- _TASK DESCRIPTION_
Every line of the listing must be reproduced as it stands. Leave the images behind.

- _RECORD EXTRACTS_
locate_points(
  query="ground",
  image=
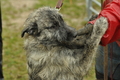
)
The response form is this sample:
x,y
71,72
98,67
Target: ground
x,y
14,13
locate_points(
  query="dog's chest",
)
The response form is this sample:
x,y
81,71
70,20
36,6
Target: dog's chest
x,y
55,64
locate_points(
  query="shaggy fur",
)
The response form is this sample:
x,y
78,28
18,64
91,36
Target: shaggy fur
x,y
56,51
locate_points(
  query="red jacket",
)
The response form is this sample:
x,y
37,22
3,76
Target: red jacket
x,y
112,12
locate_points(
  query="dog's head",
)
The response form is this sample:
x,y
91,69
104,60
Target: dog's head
x,y
47,24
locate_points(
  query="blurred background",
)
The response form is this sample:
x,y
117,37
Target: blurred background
x,y
14,13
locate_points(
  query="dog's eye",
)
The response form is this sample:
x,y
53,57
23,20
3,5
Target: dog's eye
x,y
51,27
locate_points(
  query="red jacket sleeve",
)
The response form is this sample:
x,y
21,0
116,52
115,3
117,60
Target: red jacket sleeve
x,y
112,12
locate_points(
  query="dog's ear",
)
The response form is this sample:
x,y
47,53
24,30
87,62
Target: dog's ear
x,y
31,30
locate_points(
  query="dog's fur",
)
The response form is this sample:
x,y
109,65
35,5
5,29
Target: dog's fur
x,y
56,51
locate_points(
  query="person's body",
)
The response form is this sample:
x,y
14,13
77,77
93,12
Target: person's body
x,y
111,10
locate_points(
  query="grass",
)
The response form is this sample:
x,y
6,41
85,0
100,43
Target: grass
x,y
14,60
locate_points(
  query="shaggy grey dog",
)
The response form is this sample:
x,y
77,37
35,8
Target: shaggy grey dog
x,y
56,51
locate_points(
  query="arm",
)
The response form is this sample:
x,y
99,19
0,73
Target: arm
x,y
112,13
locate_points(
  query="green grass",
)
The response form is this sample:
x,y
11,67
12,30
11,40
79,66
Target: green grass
x,y
14,60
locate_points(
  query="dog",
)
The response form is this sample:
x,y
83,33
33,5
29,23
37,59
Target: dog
x,y
56,51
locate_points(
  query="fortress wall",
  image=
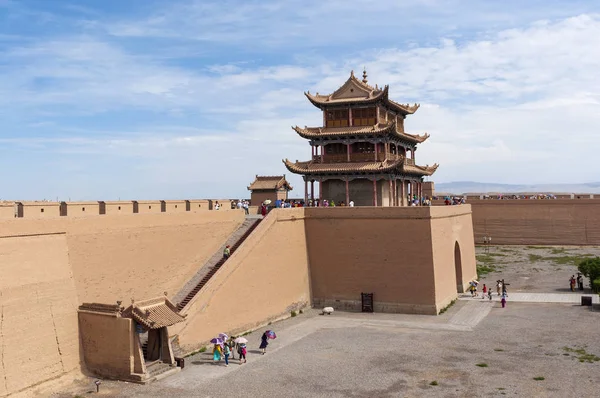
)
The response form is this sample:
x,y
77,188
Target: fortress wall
x,y
149,206
137,255
38,301
161,253
385,251
37,210
199,205
175,206
453,246
7,211
537,222
265,279
83,209
120,207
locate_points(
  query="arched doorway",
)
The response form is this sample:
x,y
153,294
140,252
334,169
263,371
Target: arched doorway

- _FINAL ANSWER_
locate_points(
  query="ground",
  image=
)
The response form is this sample:
x,y
71,72
98,67
Target: ground
x,y
14,13
locate_points(
  query="dog's chest",
)
The response form is this sample:
x,y
81,71
70,20
36,6
Target: dog's chest
x,y
55,64
locate_points(
  query="shaggy fur",
)
The response form is this sample:
x,y
78,28
18,64
91,36
Target: shaggy fur
x,y
56,51
locate_points(
  query="red jacket",
)
The response form is this sample:
x,y
37,22
3,76
Target: red jacket
x,y
112,12
locate_points(
  query="dog's head",
)
The response form is this sample:
x,y
91,69
104,60
Target: dog's head
x,y
47,24
locate_points(
  query="blurred background",
)
The response form is this sample:
x,y
117,37
Target: blurred background
x,y
14,13
locate_points(
  query="dog's eye",
)
The response form is this sample:
x,y
53,57
23,20
3,5
Target: dog's eye
x,y
51,27
locate_points(
  query="red jacket sleeve",
)
The response form is this sample:
x,y
21,0
116,52
115,3
117,60
Target: red jacket sleeve
x,y
112,12
locate_points(
  query="dog's ear",
)
The response form is this sample:
x,y
47,53
24,30
87,62
Target: dog's ear
x,y
31,30
locate_points(
  query="dog's fur",
)
The response form is this sample:
x,y
109,65
35,5
5,29
Target: dog's fur
x,y
56,51
locate_points(
  query="person's body",
)
The response form is this sample:
x,y
14,13
77,77
93,12
Target: person's body
x,y
111,10
locate_points(
  query="grass",
)
The response form is this sample:
x,y
6,41
85,0
100,43
Target: grass
x,y
14,60
locate_points(
  query="shaggy grey dog",
)
The response form is this sample:
x,y
77,37
35,8
Target: shaggy grey dog
x,y
56,51
locate_points(
  query="arm",
)
The response form is this sample:
x,y
99,19
0,73
Target: arm
x,y
112,13
locate_points(
  query="green grass",
)
The response form is this sample:
x,y
11,67
12,30
11,40
79,66
Target: green grass
x,y
14,60
locate_points(
  query="dog",
)
The response form is this sample:
x,y
83,33
33,5
29,23
37,59
Target: dog
x,y
56,51
locate_points(
  query="fortress wall",
  image=
)
The response form is this sample:
x,y
77,188
Target: fortress wall
x,y
149,206
137,255
38,301
161,253
385,251
37,210
199,205
175,206
453,246
7,211
537,222
265,279
83,209
120,207
locate_points(
  query="arched doorway",
)
The response form is this sample:
x,y
153,294
140,252
334,169
263,371
Target: arched doorway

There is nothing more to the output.